Written instruction –
How many lines in the data below contain the word "facade"? Give only the number.
:: Record excerpts
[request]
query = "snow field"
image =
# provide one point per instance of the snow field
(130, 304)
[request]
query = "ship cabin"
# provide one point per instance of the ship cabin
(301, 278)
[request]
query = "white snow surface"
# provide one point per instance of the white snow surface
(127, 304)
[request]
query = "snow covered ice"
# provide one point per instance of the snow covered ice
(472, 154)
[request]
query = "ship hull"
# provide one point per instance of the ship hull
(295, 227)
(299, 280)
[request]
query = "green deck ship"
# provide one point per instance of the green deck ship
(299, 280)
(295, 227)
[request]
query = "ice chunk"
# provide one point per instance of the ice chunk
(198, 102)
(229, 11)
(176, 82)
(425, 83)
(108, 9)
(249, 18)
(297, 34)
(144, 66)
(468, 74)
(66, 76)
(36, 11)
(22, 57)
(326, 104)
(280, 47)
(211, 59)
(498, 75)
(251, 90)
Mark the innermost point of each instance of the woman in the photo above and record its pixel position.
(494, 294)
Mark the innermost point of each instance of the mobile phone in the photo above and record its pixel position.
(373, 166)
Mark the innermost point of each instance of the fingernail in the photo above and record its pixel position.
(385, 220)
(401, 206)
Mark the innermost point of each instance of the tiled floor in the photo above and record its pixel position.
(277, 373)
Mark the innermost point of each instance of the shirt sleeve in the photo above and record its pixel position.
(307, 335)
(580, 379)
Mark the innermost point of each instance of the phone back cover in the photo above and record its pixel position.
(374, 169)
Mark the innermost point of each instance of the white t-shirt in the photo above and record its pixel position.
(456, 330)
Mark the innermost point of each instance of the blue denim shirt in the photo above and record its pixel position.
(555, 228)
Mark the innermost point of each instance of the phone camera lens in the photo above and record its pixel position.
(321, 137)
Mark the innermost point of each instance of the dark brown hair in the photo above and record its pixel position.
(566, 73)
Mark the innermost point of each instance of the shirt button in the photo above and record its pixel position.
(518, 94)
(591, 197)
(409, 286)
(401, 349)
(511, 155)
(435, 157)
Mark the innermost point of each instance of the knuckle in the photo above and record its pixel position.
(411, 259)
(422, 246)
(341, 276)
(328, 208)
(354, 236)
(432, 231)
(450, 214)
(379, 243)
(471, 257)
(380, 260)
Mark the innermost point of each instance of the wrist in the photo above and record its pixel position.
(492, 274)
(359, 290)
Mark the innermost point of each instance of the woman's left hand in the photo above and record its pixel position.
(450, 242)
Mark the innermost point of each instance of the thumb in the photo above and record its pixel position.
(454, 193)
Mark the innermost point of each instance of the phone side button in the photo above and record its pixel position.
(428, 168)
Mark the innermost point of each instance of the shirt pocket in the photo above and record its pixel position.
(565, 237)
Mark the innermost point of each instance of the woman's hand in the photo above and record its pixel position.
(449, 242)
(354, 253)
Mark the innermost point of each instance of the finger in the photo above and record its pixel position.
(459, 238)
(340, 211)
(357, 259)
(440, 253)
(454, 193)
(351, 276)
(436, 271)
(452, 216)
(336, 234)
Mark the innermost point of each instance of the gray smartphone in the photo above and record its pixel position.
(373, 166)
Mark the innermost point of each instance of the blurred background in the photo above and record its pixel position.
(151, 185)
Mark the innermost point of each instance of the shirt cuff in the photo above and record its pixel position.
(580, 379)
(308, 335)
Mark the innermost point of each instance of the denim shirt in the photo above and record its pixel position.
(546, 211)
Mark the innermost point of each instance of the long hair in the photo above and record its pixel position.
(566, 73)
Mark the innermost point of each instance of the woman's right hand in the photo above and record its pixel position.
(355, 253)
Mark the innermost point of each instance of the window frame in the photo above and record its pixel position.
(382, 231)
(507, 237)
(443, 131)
::::
:: Record excerpts
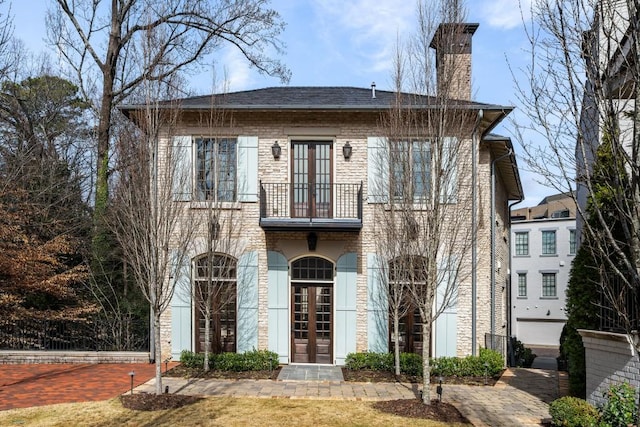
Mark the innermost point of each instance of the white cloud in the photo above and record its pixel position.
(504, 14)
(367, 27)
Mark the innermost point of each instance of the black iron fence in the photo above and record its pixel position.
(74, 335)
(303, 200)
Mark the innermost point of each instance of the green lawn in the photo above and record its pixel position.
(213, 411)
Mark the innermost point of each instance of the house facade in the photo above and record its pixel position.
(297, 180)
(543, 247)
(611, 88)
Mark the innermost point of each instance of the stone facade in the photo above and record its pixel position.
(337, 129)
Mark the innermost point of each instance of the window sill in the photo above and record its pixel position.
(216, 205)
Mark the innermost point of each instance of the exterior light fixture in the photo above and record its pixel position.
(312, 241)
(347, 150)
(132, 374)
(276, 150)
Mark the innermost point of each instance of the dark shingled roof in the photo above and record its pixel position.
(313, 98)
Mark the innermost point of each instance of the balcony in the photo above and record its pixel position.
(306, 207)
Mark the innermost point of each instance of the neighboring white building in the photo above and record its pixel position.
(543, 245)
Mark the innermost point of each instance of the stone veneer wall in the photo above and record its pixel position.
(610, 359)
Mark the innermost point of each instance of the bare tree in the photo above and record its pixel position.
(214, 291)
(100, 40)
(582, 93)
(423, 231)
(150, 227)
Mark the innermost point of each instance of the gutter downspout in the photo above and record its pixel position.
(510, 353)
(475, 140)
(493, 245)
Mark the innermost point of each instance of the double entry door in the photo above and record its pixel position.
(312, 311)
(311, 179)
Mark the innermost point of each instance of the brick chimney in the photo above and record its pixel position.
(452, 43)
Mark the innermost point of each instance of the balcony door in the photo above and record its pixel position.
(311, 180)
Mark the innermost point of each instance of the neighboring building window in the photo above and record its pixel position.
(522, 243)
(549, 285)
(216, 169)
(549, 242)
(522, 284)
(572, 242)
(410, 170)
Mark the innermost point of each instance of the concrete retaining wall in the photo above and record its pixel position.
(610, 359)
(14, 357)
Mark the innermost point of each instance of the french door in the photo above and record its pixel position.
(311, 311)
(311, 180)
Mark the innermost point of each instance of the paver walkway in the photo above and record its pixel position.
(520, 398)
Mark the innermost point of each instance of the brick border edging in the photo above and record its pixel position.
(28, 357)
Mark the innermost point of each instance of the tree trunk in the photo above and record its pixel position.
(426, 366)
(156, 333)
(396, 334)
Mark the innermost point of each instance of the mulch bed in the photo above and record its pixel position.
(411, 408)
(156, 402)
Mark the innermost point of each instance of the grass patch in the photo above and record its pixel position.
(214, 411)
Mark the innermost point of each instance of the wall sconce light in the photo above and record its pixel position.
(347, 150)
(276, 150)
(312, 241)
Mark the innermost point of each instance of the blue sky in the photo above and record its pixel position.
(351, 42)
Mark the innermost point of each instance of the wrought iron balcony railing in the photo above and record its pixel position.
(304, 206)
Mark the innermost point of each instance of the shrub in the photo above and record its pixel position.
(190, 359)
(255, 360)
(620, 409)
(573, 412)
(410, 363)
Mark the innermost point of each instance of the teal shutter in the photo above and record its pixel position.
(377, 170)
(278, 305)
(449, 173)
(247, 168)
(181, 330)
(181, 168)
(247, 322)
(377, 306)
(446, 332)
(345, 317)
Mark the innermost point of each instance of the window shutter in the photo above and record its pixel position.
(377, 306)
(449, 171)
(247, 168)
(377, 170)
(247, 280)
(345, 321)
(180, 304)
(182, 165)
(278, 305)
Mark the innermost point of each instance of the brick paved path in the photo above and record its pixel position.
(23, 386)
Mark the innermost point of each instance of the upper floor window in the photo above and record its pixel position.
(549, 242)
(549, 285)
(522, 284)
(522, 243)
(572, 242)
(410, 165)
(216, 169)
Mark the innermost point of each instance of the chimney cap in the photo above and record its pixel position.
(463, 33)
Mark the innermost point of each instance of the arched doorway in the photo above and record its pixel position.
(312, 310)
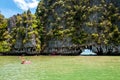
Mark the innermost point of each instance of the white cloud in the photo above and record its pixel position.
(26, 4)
::::
:: Record excerpts
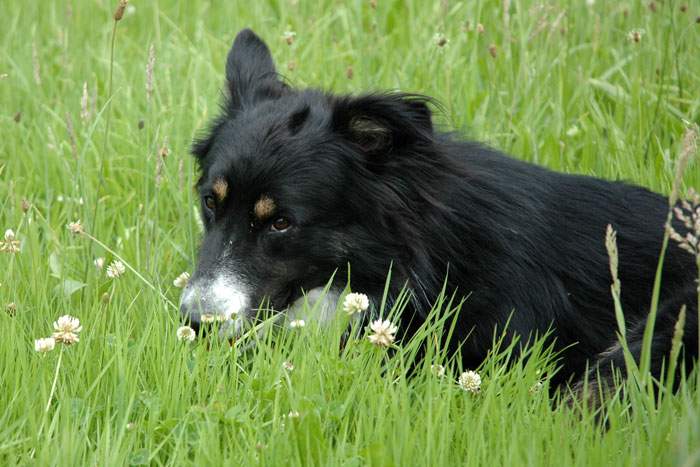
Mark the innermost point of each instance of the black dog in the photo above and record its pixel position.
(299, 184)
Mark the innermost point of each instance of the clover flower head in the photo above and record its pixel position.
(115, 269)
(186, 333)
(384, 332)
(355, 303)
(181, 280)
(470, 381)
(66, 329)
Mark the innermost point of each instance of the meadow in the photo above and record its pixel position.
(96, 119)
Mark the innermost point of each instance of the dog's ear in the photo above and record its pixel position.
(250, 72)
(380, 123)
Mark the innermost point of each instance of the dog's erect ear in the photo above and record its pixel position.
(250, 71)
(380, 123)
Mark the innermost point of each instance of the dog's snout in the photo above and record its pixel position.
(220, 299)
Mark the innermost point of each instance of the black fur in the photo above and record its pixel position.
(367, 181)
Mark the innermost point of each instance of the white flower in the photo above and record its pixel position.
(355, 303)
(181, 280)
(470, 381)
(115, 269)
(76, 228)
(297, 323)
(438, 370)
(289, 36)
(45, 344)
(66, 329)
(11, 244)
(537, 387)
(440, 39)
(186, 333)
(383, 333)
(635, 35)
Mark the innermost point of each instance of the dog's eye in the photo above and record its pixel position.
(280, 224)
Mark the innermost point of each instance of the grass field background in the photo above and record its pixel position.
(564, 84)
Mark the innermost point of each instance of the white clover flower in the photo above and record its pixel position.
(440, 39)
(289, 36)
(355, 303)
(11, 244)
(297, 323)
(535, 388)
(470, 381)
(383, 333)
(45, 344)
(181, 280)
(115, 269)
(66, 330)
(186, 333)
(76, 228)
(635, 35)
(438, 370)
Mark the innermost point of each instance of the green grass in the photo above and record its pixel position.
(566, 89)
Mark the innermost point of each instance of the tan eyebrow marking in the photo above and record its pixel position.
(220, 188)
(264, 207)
::::
Finished exercise –
2